[Math Noise] (fwd)

Forwarded message:
Only countably many real numbers, or members of any uncountable set, are denumerable. It is the property of being uncountable, rather than of being real or complex, which is important here.
In short you are saying there are Reals which can not be expressed in the format: AmEm + Am-1Em-1 + ... + A0E0 . B0E-1 + B1E-2 + ... + BnE-n+1 where m and n -> infinity. Another way of saying this is that there are Reals for which membership in a set of Reals, because they are uncountable and therefore unrepresentable, is not possible. From a set perspective this means, R = [[-infinity, ..., m] [n, ..., 0] [0, ..., p] [q, ..., +infinity]] such that there are uncountable numbers between m,n or p,q; etc. Clearly in contradiction with the base axioms of mathematics as described by Euclid in defining a line.
In general, only countably many members of any uncountable set can be precisely specified within any formal system, given names comprised of strings of symbols, or other similar things.

_Goal of the exercise_
Pick up the forwarded message on countable and uncountable sets of real numbers after its last sentence and continue it. The items that come next are drawn from a separate, unrelated source.

_Dataset extract_
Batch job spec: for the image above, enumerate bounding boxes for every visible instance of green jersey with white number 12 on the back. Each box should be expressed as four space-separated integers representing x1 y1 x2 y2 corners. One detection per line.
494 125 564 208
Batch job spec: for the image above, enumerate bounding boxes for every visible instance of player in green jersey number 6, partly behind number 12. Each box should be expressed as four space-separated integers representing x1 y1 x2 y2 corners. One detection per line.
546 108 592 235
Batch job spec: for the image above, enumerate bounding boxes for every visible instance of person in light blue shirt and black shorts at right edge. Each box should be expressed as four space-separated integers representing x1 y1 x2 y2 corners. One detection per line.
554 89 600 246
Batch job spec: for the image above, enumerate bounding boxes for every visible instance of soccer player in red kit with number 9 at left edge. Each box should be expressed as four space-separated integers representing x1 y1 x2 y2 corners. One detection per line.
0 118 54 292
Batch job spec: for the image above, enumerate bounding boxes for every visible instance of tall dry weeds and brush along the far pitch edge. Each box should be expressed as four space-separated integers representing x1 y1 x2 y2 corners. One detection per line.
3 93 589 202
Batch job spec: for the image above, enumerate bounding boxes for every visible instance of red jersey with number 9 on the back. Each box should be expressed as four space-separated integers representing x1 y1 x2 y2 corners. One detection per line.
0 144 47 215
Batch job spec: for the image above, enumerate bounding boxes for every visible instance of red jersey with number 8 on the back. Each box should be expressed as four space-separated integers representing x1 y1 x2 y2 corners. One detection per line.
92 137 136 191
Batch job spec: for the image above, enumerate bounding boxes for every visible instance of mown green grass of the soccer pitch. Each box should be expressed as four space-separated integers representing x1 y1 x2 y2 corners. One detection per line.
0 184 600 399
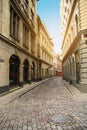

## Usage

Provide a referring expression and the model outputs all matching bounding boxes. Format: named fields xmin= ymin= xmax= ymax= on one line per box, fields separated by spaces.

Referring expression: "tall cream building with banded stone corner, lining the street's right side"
xmin=60 ymin=0 xmax=87 ymax=92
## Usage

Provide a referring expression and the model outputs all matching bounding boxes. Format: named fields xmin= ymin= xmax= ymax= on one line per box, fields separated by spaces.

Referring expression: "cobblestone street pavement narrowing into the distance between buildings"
xmin=0 ymin=77 xmax=87 ymax=130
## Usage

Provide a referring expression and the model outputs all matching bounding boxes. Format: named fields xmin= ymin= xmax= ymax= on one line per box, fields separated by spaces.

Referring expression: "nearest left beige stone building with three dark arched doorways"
xmin=0 ymin=0 xmax=37 ymax=93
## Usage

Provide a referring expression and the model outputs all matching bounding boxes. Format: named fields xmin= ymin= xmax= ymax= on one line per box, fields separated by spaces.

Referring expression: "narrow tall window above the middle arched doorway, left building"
xmin=23 ymin=25 xmax=28 ymax=49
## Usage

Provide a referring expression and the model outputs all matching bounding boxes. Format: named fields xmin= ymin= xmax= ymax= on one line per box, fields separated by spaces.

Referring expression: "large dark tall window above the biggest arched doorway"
xmin=10 ymin=7 xmax=19 ymax=39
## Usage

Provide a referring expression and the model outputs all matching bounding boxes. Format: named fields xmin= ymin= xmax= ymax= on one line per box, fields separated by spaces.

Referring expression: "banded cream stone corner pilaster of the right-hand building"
xmin=80 ymin=40 xmax=87 ymax=92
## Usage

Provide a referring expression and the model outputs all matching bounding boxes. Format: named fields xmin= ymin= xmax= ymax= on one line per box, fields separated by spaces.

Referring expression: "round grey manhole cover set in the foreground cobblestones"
xmin=48 ymin=114 xmax=75 ymax=125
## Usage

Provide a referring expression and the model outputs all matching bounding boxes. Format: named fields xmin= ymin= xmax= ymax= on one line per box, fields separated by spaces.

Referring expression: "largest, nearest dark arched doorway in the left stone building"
xmin=9 ymin=55 xmax=20 ymax=85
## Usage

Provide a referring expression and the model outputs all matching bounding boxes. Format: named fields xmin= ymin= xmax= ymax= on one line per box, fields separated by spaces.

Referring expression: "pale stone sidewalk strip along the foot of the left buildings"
xmin=0 ymin=78 xmax=49 ymax=106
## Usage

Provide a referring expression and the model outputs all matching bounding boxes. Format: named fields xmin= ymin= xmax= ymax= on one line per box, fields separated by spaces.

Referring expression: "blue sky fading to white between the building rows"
xmin=37 ymin=0 xmax=61 ymax=53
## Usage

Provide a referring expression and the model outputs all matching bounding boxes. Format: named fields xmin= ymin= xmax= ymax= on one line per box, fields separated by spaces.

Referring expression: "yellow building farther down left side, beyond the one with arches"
xmin=37 ymin=16 xmax=54 ymax=79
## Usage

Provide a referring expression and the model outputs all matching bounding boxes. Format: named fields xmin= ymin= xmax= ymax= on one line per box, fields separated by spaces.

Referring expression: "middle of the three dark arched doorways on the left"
xmin=23 ymin=60 xmax=29 ymax=82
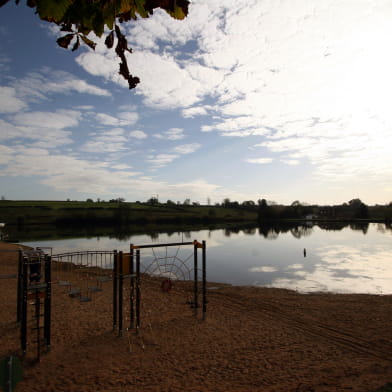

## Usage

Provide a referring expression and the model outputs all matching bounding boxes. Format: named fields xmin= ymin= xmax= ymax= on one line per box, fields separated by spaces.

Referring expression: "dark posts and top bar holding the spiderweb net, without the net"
xmin=113 ymin=240 xmax=207 ymax=336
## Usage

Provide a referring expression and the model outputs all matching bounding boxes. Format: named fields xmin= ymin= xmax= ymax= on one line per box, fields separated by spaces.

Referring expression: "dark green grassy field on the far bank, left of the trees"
xmin=0 ymin=200 xmax=257 ymax=226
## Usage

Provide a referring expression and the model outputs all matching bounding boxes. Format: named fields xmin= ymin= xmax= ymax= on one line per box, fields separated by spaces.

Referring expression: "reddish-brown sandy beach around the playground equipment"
xmin=0 ymin=243 xmax=392 ymax=392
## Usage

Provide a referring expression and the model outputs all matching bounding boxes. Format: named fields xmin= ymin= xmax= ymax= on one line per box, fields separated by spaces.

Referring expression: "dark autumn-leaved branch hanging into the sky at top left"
xmin=0 ymin=0 xmax=189 ymax=89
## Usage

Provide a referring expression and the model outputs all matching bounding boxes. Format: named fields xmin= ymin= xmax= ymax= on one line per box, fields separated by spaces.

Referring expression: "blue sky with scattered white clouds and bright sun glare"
xmin=0 ymin=0 xmax=392 ymax=205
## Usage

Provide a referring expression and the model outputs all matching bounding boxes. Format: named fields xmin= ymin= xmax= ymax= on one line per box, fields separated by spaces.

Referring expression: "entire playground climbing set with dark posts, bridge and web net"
xmin=0 ymin=240 xmax=207 ymax=360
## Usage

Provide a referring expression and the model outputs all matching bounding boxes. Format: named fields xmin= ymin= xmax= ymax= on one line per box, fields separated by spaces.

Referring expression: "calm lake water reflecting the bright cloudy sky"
xmin=22 ymin=223 xmax=392 ymax=294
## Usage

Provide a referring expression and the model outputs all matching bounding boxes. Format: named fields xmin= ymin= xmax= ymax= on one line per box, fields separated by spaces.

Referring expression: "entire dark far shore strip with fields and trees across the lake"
xmin=0 ymin=198 xmax=392 ymax=226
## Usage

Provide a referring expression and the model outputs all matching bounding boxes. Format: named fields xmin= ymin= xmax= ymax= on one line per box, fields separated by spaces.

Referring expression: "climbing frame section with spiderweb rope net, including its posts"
xmin=113 ymin=240 xmax=207 ymax=344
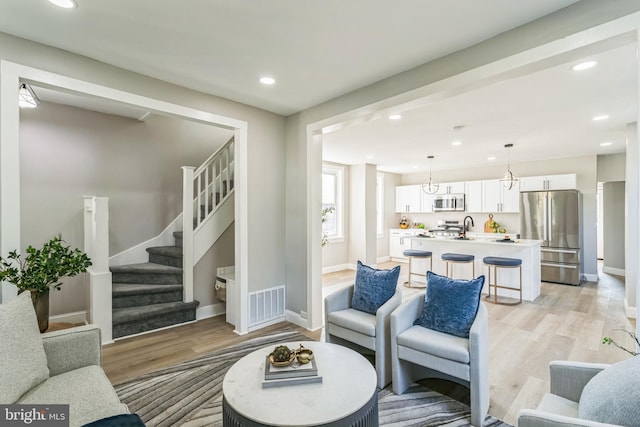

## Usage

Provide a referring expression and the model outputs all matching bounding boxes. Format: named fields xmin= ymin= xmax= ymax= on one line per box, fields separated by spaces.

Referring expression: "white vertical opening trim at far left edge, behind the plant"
xmin=0 ymin=62 xmax=21 ymax=302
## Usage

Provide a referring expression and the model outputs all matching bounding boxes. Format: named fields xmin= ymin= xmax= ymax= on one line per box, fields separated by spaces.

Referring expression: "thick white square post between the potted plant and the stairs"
xmin=84 ymin=196 xmax=113 ymax=344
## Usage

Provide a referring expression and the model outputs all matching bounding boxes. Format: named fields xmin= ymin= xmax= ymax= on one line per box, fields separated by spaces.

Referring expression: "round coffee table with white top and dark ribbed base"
xmin=222 ymin=341 xmax=378 ymax=427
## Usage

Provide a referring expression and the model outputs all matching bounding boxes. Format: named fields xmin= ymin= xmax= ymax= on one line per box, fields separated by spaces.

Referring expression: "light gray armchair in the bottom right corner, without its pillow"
xmin=517 ymin=361 xmax=614 ymax=427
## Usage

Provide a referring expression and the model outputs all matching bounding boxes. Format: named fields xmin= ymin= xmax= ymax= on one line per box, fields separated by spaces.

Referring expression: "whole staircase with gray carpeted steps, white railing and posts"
xmin=99 ymin=138 xmax=235 ymax=340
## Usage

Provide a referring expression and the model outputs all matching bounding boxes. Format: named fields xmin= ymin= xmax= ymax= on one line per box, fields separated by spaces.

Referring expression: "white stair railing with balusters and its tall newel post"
xmin=182 ymin=138 xmax=235 ymax=302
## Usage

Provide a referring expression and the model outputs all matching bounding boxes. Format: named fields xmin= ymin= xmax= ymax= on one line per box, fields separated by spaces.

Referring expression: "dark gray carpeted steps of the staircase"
xmin=110 ymin=232 xmax=199 ymax=338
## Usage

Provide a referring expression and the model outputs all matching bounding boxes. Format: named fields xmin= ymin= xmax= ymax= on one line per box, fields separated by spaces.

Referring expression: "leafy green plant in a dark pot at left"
xmin=0 ymin=235 xmax=91 ymax=332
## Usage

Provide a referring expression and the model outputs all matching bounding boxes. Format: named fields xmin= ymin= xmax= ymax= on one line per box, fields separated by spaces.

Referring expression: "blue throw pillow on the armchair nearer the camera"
xmin=413 ymin=271 xmax=484 ymax=338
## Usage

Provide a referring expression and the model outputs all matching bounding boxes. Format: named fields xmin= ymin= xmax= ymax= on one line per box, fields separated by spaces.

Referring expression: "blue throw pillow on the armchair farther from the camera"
xmin=351 ymin=261 xmax=400 ymax=314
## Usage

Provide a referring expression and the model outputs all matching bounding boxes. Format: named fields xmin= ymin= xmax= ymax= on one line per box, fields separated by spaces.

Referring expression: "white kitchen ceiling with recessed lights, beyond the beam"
xmin=323 ymin=44 xmax=638 ymax=174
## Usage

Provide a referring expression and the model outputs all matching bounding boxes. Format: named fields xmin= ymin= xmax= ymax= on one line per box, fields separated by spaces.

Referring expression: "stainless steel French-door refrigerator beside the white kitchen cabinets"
xmin=520 ymin=190 xmax=583 ymax=285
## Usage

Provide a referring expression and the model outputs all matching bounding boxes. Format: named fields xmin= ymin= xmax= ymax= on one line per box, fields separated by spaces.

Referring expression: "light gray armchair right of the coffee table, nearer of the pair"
xmin=391 ymin=293 xmax=489 ymax=427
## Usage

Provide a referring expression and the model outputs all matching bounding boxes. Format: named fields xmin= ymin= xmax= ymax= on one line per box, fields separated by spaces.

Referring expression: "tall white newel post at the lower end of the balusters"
xmin=182 ymin=166 xmax=196 ymax=302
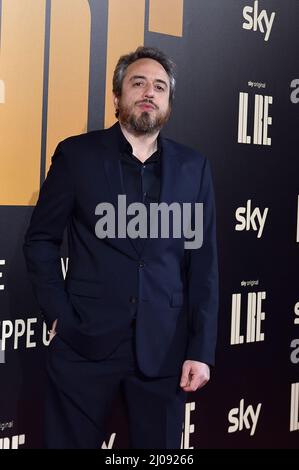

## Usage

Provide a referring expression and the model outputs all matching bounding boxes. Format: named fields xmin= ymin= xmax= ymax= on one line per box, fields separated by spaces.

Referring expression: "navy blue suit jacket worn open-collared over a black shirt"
xmin=24 ymin=123 xmax=218 ymax=377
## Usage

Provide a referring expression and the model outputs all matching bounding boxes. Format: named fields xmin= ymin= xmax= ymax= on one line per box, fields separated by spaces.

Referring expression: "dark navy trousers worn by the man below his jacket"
xmin=44 ymin=327 xmax=186 ymax=449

_Result of the exercise_
And I contend that ANY number which is Real can be expressed by the decimal expansion above. Which clearly qualifies as a formal system. There are three ways of looking at the total of mathematics, symbolic set theory (Bourbaki School) geometric (Euclidian) While it is true the 3 are equivalent, the choice of approach does have a relevance on how difficult, if even tractible, the proof is for any particular concept.
It is often convenient, such as when drawing contour maps, to consider the complex numbers to be in 1-1 correspondence with the points of the plane. However, I wouldn't necessarily consider regions of the complex plane to have "area" in the Euclidian sense.
The Euclidian plane IS a complex plane. The -j or -i used in Complex symboligy simply means 'rotate the second axis of measure 90 degree counter-clockwise (by agreement) to the axis of the first measure'. If it requires 2 or more numbers (integer or real) taken as a set to represent the quantity it is a Complex. Regions of a Complex plane are directly comparable (1-to-1) with the concept of 'area' on the Euclidian plane.
We can't physically draw a line segment to arbitrary high precision.
Irrelevant. If the hole in my approach is that I can't draw a line of arbitrary precision in practice then your own 'uncountable numbers' argument falls for the same reason because if it is truly uncountable you can't point to it on a number line and say "there is an uncountable". This discussion is one of principles, not one of practice.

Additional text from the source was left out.